*Extracted text*.
W3C home > Mailing lists > Public > whatwg@whatwg.org > March 2012

[whatwg] API for encoding/decoding ArrayBuffers into text

From: NARUSE, Yui <naruse@airemix.jp>
Date: Wed, 21 Mar 2012 17:34:38 +0900
Message-ID: <CAK6HhsoBGAufvwphdazHUBtZNba_dqtQgYxBVaOyMUWucHDN6g@mail.gmail.com>
2012/3/21 Glenn Maynard <glenn at zewt.org>:
> On Tue, Mar 20, 2012 at 12:39 PM, Joshua Bell <jsbell at chromium.org> wrote:
>
>> 1. Only support encodings with stateless coding (possibly down to a minimum
>> of UTF-8)
>> 2. Only provide an API supporting non-streaming coding (i.e. whole
>> strings/whole buffers)
>> 3. Expand the API to return encoder/decoder objects that capture state
>>
>> Any others?
>>
>> Trying to do simplify the problem but take on both (1) and (2) without (3)
>> would lead to an API that could not encompass (3) in the future, which
>> would be a mistake.

*Extracted information*.
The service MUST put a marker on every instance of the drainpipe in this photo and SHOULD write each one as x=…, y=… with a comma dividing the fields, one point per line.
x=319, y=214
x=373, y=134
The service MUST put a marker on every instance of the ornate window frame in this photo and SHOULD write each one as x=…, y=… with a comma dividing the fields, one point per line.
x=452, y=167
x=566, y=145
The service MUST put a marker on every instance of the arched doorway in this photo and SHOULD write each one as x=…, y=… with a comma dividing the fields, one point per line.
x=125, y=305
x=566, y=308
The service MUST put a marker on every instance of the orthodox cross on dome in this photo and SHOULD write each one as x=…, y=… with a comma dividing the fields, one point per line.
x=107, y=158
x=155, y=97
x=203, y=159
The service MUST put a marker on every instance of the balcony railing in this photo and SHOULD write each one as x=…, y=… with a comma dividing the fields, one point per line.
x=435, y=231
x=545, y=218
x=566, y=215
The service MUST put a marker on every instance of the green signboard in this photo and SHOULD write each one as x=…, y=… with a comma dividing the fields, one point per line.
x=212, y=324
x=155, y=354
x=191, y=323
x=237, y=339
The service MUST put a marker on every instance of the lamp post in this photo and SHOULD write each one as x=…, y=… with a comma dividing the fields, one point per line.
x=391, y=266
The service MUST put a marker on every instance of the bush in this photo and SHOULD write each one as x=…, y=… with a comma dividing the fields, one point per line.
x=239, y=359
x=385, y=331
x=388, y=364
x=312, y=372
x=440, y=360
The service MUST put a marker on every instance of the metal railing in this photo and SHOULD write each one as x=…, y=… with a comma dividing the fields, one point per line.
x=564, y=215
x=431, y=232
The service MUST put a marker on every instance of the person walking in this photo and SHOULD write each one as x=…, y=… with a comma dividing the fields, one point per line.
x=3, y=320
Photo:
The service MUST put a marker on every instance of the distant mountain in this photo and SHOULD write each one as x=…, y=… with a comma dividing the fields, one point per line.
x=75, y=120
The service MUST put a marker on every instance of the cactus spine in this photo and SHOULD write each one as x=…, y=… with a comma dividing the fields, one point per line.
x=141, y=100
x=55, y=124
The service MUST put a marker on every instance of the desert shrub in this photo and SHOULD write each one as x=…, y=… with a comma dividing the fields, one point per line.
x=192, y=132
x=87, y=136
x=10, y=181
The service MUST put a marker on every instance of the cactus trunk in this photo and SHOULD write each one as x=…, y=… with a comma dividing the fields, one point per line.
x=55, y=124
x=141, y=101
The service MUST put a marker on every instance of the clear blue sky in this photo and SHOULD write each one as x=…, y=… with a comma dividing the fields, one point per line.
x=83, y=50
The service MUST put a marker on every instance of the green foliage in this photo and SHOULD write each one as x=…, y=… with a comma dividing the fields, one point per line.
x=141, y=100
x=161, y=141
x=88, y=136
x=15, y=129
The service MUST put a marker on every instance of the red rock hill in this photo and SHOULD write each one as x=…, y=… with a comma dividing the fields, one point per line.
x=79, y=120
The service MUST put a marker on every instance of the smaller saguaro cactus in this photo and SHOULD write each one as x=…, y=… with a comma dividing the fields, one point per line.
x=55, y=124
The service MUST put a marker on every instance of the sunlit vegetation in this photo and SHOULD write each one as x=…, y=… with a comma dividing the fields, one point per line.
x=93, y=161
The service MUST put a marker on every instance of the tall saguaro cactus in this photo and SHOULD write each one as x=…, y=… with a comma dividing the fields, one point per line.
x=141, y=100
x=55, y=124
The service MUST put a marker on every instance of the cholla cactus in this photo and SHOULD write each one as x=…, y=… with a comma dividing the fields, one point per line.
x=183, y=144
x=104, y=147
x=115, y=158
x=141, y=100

*Requirements*.
Continue the mailing-list message about an API for encoding and decoding ArrayBuffers into text, starting right after its last line.

*Answer to this exercise*.
>
> I don't think that's obviously a mistake. ?Only the nastiest, wartiest of
> legacy encodings require it.

The categories feels strange.

If the conversion is not streaming (whole strings/whole buffers), its
implementation should be simply the wrapper of the browser's
conversion functions.
There is no need to a state object to save the state because the conversion
is done with the completion of the function, even if it is stateful encoding.

For streaming conversion, it needs state even if the encoding is stateless.
When the given partial input is finished at the middle of a character
like "\xE3\x81\x82\xC2", the conversion consumes 4 bytes, output one character
"\u3042", and remember the partial bytes "\xC2". This bytes is the state.

> That said, it's fairly simple to later return an additional state object
> from the previously proposed streaming APIs, eg.
>
> result = decode(str, 0, outputView)
> // result.outputBytes == 15
> // result.nextInputByte == 5
> // result.state == opaque object
>
> result2 = decode(str, result.nextInputByte, outputView, {state:
> result.state});

You can refer mbsrtowcs(3), which convert a character string to a wide-character
string (restartable). It uses opaque state.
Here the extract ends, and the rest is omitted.